Problem requirements: An exact copy of the entries is required, with every image omitted.

(Saved entries)
^^^^^^^^^^^^^^^^

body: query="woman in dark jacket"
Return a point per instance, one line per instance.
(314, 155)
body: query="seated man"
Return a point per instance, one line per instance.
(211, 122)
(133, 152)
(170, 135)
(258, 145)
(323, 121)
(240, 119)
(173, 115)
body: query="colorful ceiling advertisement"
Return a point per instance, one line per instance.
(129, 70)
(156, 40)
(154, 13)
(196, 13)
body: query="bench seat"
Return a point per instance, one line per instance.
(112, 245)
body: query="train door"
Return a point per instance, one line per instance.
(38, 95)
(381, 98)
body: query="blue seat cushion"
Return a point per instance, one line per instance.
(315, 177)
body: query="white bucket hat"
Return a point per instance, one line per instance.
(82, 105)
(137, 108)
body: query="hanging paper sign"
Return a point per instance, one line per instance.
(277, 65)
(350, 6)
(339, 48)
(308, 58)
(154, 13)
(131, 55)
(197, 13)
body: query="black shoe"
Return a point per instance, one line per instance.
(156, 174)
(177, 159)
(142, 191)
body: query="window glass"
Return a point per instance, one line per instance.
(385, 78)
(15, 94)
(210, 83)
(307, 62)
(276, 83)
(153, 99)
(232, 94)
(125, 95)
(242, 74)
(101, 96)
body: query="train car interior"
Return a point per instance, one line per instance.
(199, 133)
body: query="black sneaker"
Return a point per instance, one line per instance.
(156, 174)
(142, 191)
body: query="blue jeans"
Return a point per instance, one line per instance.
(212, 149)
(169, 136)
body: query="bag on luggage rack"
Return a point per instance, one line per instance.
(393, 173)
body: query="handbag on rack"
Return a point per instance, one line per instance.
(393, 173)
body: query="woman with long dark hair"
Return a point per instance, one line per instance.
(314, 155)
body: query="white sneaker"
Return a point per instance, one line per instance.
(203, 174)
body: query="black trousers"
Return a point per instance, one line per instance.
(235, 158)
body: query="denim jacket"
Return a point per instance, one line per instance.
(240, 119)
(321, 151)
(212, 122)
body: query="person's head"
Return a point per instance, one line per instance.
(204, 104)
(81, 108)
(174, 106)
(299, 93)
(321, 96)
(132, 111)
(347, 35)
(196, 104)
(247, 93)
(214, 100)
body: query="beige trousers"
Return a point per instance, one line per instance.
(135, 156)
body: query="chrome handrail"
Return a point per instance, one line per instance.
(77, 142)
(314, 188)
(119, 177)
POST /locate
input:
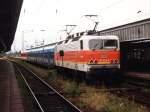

^^^^^^^^^^^^^^^^

Task answer:
body: query="woman in dark jacket"
Return a point per instance, one line per instance.
(314, 155)
body: query="seated man"
Return a point per instance, one line per instance.
(211, 122)
(133, 152)
(170, 135)
(258, 145)
(323, 121)
(240, 119)
(173, 115)
body: query="colorful ceiling advertisement"
Return a point per instance, one line per instance.
(129, 70)
(156, 40)
(154, 13)
(196, 13)
body: query="bench seat"
Return a point per instance, one line per instance.
(112, 245)
body: query="train door"
Return a point per instance, one line per instance.
(38, 95)
(381, 98)
body: query="blue seat cushion"
Return a point per instance, one line per instance.
(315, 177)
body: query="white bucket hat"
Return a point per instance, one line per instance.
(82, 105)
(137, 108)
body: query="hanging paper sign"
Return a point per instance, one line per instance.
(277, 65)
(350, 6)
(339, 48)
(308, 58)
(154, 13)
(131, 55)
(197, 13)
body: query="black shoe"
Return a point per instance, one line per instance.
(156, 174)
(177, 159)
(142, 191)
body: query="window glass"
Return a point per instance, one line per instance.
(385, 78)
(15, 94)
(210, 83)
(307, 62)
(276, 83)
(153, 99)
(232, 94)
(125, 95)
(242, 74)
(101, 96)
body: query="train car interior"
Return a point per instance, one line per instance.
(199, 133)
body: query="black sneaker"
Return a point per instance, one line per instance.
(156, 174)
(142, 191)
body: query="blue jeans"
Return a point per instance, one line per instance.
(212, 149)
(169, 136)
body: query="bag on luggage rack"
Return a point per instance, one line per instance.
(393, 173)
body: query="handbag on rack"
Return a point per instance, one line per instance.
(393, 173)
body: query="woman with long dark hair"
Return a point per instance, one line per instance.
(314, 155)
body: query="white sneaker"
Return a point per instance, one line per instance.
(203, 174)
body: query="black trousers"
Return a point per instance, one line per instance.
(235, 158)
body: query="denim jacket"
Return a point per instance, one line per instance.
(240, 119)
(321, 151)
(212, 122)
body: query="person's head"
Return a point per instance, one line per instance.
(204, 104)
(81, 108)
(174, 106)
(299, 93)
(321, 96)
(132, 111)
(347, 35)
(196, 104)
(247, 93)
(214, 100)
body: query="beige trousers"
Return a point per instance, one line per instance.
(135, 156)
body: query="chrome handrail"
Return a point per instance, one line per instance.
(77, 142)
(314, 188)
(119, 177)
POST /locate
input:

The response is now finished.